— Given exercise a —
Copy the rows below word for word. Begin at the line that contains "the stone step" and continue through the last row, including both.

— Extract to read —
start

Hope this is some help!

TensorFlow: How to embed float sequences to fixed size vectors?

I am looking methods to embed variable length sequences with float values to fixed size vectors. The input formats as following:
[f1,f2,f3,f4]->[f1,f2,f3,f4]->[f1,f2,f3,f4]-> ... -> [f1,f2,f3,f4]
[f1,f2,f3,f4]->[f1,f2,f3,f4]->[f1,f2,f3,f4]->[f1,f2,f3,f4]-> ... -> [f1,f2,f3,f4]
...
[f1,f2,f3,f4]-> ... -> ->[f1,f2,f3,f4]
Each line is a variable length sequnece, with max length 60. Each unit in one sequece is a tuple of 4 float values. I have already paded zeros to fill all sequences to the same length.
The following architecture seems solve my problem if I use the output as the same as input, I need the thought vector in the center as the embedding for the sequences.
In tensorflow, I have found tow candidate methods tf.contrib.legacy_seq2seq.basic_rnn_seq2seq and tf.contrib.legacy_seq2seq.embedding_rnn_seq2seq.
However, these tow methos seems to be used to solve NLP problem, and the input must be discrete value for words.
So, is there another functions to solve my problems?
All you need is only an RNN, not the seq2seq model, since seq2seq goes with an additional decoder which is unecessary in your case.
An example code:
import numpy as np
import tensorflow as tf
from tensorflow.contrib import rnn
input_size = 4
max_length = 60
hidden_size=64
output_size = 4
x = tf.placeholder(tf.float32, shape=[None, max_length, input_size], name='x')

end

— Rows from a dataset —
start

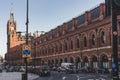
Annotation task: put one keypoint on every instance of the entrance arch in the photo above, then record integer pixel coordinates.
(104, 61)
(94, 61)
(71, 60)
(78, 62)
(65, 60)
(85, 61)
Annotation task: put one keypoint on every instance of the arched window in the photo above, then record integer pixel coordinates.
(85, 42)
(60, 47)
(103, 37)
(78, 43)
(93, 39)
(65, 46)
(71, 44)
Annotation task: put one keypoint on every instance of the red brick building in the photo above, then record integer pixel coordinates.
(84, 40)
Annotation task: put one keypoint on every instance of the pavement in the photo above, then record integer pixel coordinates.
(16, 76)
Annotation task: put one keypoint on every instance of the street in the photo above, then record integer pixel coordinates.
(79, 76)
(15, 76)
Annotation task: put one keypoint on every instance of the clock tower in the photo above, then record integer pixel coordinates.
(12, 39)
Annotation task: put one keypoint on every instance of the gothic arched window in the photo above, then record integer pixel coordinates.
(103, 37)
(85, 42)
(93, 39)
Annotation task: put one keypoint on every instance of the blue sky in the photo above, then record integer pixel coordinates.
(44, 15)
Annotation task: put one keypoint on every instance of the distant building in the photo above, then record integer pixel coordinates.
(85, 40)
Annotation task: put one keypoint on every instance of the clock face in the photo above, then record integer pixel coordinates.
(117, 2)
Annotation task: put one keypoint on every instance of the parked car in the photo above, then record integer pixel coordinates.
(44, 71)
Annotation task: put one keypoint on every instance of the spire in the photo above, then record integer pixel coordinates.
(11, 15)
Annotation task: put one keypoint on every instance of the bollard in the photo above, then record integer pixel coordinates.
(24, 77)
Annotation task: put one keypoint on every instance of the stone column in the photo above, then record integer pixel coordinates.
(99, 62)
(90, 62)
(110, 64)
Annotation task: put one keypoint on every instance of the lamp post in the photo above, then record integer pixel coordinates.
(25, 76)
(35, 44)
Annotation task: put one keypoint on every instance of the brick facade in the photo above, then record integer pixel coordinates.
(84, 40)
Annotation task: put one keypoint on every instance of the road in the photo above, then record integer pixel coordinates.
(15, 76)
(80, 76)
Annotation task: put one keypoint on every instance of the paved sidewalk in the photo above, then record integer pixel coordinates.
(16, 76)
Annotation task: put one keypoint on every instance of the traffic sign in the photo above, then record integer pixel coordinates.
(26, 51)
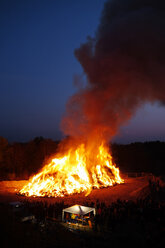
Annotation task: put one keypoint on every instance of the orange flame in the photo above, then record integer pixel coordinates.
(76, 171)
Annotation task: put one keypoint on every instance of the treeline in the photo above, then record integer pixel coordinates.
(22, 160)
(140, 157)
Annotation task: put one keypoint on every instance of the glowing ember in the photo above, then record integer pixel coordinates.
(78, 170)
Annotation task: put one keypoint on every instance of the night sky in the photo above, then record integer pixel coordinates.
(38, 69)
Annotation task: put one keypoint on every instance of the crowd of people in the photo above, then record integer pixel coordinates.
(144, 217)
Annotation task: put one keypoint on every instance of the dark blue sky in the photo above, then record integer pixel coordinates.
(37, 67)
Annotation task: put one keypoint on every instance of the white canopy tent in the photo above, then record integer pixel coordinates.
(77, 209)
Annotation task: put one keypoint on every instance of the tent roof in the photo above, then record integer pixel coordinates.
(77, 209)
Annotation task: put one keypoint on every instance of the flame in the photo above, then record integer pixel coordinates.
(78, 170)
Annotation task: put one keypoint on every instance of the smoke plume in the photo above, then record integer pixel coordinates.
(124, 64)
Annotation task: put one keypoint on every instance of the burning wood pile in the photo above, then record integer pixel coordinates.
(78, 170)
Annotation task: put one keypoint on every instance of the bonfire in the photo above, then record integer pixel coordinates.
(77, 170)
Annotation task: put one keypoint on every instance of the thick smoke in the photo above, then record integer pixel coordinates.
(125, 68)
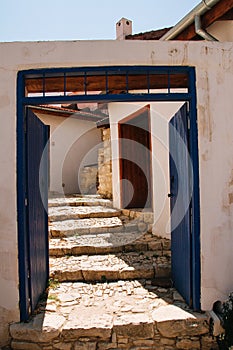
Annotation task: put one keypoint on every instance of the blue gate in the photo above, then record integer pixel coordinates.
(180, 198)
(36, 260)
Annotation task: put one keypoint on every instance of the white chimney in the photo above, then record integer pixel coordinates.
(123, 28)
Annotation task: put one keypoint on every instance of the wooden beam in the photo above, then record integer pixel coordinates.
(98, 83)
(219, 10)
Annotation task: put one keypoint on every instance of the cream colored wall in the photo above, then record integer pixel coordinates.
(160, 114)
(222, 30)
(214, 77)
(74, 143)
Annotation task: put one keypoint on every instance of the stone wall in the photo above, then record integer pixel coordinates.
(105, 165)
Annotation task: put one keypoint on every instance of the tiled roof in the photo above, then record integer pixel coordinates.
(84, 114)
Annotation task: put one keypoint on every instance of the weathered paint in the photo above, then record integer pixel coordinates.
(214, 74)
(160, 113)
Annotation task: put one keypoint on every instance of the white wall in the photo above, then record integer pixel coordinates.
(214, 78)
(160, 114)
(74, 143)
(222, 30)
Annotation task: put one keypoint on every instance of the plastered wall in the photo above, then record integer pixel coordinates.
(160, 114)
(214, 78)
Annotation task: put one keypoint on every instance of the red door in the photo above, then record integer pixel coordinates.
(135, 160)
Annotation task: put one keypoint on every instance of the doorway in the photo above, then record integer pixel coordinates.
(104, 85)
(135, 160)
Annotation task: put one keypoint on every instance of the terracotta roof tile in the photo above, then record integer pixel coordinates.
(152, 35)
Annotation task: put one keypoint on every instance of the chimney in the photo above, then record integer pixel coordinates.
(123, 28)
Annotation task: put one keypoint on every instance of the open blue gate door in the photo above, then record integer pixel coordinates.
(37, 207)
(180, 195)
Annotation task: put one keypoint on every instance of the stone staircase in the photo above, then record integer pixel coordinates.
(110, 285)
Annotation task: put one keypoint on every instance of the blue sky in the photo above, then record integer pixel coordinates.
(32, 20)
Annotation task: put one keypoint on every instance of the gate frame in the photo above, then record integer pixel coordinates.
(23, 101)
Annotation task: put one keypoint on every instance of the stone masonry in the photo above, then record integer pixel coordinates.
(110, 286)
(105, 165)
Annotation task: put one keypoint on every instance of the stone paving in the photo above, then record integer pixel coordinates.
(81, 212)
(107, 289)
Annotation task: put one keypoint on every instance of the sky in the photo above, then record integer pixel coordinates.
(39, 20)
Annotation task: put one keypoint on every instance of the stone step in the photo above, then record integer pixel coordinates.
(117, 315)
(78, 227)
(79, 201)
(107, 243)
(110, 267)
(81, 212)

end

— Given exercise b —
Answer these questions about the thread above on embedding float sequences:
(i) What is the maximum length of each sequence?
(ii) How many float values make up each unit in a sequence?
(iii) What value is given to hidden_size in the example code?

— Reply a —
Annotation task: put one keypoint on every instance of the stone step in the photo above, then record integer pixel coordinates.
(117, 315)
(78, 227)
(79, 201)
(107, 243)
(110, 267)
(81, 212)

— Reply b —
(i) 60
(ii) 4
(iii) 64